EXERCISE
Count the lines of the data below that contain the string "pixels", and give only the number.
---------- WORKING DATA ----------
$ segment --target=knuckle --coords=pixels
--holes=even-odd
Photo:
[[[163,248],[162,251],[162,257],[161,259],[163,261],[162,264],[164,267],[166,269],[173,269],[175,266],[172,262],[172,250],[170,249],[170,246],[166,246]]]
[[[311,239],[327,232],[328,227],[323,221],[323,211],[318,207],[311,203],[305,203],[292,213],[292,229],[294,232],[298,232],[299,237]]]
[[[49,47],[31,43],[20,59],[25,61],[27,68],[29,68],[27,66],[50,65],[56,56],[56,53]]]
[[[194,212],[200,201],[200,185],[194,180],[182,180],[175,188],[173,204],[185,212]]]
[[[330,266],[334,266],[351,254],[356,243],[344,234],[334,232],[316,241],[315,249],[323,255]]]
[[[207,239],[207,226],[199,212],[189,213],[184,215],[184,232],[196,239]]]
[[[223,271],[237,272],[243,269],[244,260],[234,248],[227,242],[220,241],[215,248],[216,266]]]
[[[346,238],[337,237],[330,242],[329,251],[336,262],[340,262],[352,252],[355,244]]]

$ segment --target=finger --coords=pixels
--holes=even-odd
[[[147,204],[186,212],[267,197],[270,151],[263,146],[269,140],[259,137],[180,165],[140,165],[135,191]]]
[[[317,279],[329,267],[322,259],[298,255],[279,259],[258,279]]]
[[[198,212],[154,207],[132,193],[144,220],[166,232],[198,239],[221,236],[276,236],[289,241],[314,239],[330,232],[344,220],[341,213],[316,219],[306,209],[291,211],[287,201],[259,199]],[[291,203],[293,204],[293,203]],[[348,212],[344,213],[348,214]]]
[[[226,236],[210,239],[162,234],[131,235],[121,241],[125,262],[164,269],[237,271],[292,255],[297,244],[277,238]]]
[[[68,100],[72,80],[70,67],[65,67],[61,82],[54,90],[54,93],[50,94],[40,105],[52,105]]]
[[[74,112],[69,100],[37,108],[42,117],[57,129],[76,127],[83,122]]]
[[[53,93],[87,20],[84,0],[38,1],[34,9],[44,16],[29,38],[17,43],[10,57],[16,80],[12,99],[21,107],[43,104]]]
----------
RESULT OF THIS EXERCISE
2